**Directions**
Every line from the one containing "Each instance receives one keypoint. Mark the long" to the final line of the material below must be reproduced exactly; leave out all other lines.

**Materials provided**
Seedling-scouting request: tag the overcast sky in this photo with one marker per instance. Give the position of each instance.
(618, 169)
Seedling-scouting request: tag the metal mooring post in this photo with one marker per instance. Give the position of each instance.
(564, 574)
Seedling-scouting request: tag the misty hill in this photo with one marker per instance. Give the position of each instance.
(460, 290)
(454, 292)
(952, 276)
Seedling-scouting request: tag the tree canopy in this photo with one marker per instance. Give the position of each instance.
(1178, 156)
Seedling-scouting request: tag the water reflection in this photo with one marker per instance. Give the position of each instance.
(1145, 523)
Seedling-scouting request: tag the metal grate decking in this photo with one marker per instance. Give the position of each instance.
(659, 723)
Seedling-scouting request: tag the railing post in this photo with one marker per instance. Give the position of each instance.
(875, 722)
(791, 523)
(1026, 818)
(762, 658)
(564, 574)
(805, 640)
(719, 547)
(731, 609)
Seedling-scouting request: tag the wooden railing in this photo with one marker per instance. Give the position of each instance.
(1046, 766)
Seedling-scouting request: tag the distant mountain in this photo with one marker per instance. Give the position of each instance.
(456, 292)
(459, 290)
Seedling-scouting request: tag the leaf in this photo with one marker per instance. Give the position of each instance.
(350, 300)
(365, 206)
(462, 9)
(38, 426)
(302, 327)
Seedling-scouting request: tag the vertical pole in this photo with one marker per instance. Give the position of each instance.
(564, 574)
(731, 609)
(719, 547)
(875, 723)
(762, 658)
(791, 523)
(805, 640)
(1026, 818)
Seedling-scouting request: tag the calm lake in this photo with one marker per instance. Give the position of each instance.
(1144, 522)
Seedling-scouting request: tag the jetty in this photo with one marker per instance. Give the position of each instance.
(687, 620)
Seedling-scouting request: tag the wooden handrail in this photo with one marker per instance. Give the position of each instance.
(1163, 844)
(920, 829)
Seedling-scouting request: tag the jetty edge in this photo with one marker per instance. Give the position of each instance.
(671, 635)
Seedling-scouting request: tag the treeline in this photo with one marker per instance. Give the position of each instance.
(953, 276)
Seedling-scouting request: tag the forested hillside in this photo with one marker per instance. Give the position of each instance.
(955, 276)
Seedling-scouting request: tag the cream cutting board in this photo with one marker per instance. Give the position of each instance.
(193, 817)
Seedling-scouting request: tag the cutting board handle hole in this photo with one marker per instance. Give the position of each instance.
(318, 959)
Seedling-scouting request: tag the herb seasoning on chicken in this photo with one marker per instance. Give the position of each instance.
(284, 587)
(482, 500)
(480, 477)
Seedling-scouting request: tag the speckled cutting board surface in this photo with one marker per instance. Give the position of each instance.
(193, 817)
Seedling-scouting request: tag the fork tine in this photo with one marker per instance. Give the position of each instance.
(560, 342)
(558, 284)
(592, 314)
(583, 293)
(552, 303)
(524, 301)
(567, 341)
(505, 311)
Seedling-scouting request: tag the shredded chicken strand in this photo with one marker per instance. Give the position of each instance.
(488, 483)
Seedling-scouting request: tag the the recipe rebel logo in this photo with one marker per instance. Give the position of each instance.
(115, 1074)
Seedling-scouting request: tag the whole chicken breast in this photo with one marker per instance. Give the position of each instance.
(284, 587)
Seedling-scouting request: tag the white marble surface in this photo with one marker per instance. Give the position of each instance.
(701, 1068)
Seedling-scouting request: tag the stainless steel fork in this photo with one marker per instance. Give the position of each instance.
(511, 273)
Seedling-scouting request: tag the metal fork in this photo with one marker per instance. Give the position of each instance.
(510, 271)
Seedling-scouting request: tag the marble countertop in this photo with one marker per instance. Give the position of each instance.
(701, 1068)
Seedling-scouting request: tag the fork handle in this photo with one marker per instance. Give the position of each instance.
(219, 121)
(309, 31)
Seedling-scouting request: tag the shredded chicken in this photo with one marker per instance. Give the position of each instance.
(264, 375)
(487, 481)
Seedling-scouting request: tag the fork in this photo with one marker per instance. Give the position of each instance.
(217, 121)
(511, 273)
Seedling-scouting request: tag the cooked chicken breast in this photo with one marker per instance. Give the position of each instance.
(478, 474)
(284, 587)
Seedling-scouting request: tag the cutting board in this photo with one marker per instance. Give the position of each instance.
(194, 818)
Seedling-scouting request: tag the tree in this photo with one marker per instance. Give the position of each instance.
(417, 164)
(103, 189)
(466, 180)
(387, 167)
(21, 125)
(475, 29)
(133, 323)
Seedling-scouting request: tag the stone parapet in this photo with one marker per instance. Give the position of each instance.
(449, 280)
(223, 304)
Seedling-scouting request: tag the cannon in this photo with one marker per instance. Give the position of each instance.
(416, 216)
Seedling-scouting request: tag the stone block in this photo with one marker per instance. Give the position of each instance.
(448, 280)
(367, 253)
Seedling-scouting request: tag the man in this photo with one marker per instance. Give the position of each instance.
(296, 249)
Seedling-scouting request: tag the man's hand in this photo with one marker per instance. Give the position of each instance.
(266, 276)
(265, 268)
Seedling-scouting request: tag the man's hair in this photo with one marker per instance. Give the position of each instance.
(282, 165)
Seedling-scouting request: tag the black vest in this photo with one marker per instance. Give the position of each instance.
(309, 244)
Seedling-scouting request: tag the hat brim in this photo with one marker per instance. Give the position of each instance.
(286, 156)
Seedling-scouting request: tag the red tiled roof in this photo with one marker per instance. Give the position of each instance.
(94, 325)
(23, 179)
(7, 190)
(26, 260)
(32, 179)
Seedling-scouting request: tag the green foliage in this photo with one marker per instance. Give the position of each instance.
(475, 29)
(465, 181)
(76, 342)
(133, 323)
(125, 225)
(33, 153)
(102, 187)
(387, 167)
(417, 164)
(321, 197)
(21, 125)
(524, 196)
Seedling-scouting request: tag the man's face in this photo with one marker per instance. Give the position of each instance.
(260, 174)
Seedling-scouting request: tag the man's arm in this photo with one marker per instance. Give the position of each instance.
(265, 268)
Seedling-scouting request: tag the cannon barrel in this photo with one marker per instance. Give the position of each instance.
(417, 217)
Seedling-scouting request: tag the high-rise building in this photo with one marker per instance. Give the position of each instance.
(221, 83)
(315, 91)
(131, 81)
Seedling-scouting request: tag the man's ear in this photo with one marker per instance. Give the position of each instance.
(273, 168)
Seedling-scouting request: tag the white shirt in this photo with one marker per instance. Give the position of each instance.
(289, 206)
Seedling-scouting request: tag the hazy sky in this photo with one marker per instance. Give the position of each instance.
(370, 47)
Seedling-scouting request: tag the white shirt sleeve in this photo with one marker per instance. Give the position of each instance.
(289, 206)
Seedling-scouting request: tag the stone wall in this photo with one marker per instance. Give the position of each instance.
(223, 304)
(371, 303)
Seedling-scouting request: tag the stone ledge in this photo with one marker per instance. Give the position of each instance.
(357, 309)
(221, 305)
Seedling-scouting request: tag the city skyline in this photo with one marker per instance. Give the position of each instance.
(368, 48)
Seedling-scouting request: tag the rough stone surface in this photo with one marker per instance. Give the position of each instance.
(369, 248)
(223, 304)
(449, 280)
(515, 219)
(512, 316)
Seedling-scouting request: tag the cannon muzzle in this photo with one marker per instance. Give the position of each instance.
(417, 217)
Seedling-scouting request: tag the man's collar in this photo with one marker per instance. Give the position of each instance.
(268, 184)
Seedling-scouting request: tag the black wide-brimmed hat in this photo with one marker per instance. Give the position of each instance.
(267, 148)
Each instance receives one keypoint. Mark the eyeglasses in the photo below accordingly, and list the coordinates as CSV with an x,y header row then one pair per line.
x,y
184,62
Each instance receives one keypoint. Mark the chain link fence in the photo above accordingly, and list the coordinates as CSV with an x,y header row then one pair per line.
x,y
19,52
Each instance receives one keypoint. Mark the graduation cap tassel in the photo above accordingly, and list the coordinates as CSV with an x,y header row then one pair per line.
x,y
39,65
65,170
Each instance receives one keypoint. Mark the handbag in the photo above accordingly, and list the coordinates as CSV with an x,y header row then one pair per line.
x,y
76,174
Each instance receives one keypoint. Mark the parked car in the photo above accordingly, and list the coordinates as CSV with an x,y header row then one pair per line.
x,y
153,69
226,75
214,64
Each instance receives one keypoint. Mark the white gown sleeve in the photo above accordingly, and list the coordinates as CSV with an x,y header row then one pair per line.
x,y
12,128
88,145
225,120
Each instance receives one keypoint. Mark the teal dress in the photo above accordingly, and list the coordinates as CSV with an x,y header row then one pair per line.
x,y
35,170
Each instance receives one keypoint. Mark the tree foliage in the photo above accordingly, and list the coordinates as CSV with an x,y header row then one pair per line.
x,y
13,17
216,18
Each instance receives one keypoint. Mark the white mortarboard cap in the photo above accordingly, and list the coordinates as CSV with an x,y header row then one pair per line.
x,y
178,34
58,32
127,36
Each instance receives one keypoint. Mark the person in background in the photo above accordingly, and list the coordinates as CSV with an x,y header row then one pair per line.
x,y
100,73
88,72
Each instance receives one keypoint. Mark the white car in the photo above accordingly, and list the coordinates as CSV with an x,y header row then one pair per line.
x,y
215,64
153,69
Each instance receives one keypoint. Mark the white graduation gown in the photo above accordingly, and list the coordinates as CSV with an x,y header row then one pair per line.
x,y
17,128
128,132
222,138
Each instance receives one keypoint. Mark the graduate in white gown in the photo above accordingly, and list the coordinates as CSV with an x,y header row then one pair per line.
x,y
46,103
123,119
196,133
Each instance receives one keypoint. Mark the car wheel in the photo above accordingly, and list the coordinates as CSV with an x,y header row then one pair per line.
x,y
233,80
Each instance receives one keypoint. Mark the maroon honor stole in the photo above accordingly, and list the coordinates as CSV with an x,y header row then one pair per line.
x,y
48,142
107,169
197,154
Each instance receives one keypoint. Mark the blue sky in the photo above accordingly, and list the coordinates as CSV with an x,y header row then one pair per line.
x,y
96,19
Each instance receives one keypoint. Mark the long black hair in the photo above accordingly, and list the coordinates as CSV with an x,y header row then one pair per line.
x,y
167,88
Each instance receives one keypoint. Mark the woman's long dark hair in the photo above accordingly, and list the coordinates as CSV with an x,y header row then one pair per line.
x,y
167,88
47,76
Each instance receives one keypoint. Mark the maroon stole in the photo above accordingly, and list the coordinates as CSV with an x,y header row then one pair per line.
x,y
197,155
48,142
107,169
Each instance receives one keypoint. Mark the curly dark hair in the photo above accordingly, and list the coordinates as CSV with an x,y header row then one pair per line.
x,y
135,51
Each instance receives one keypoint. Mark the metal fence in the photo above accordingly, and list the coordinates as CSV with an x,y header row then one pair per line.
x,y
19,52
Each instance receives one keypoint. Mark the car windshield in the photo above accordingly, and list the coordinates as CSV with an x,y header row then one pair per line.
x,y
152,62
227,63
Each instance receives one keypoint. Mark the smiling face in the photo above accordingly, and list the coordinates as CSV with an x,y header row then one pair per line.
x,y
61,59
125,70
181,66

**Result for this task**
Each instance receives one keypoint. Mark the long black hair in the photo above accordingly, and list the coordinates as CSV with an x,y header row then one pair per line.
x,y
167,88
Each instance receives one keypoint. Mark the woman's long dark hair in the photo above accordingly, and list the coordinates as CSV with an x,y header row then one pair per line.
x,y
167,88
47,76
Each instance receives one keypoint. Mark the maroon stole in the photo above accordingly, and list the coordinates as CSV with an x,y header row then one pair per line.
x,y
197,155
48,142
107,169
Each instance receives one keypoint. Mark the curly dark hair in the photo above accordingly, and list the coordinates as CSV with an x,y header row then one pair per line.
x,y
135,51
Each instance receives one keypoint. Mark the metal fence in the photo above accordingly, and list the coordinates as CSV with an x,y header row then one pair per line.
x,y
19,52
Each instance receives one keypoint. Mark the car windshield in the photo above accordingly, and list the coordinates as CSV with an x,y header row then one pair per line.
x,y
152,62
227,63
Each instance receives one keypoint. Mark the smiling face in the photo above accordingly, and list the coordinates as CSV with an x,y header row then one pair per line.
x,y
61,59
125,70
181,66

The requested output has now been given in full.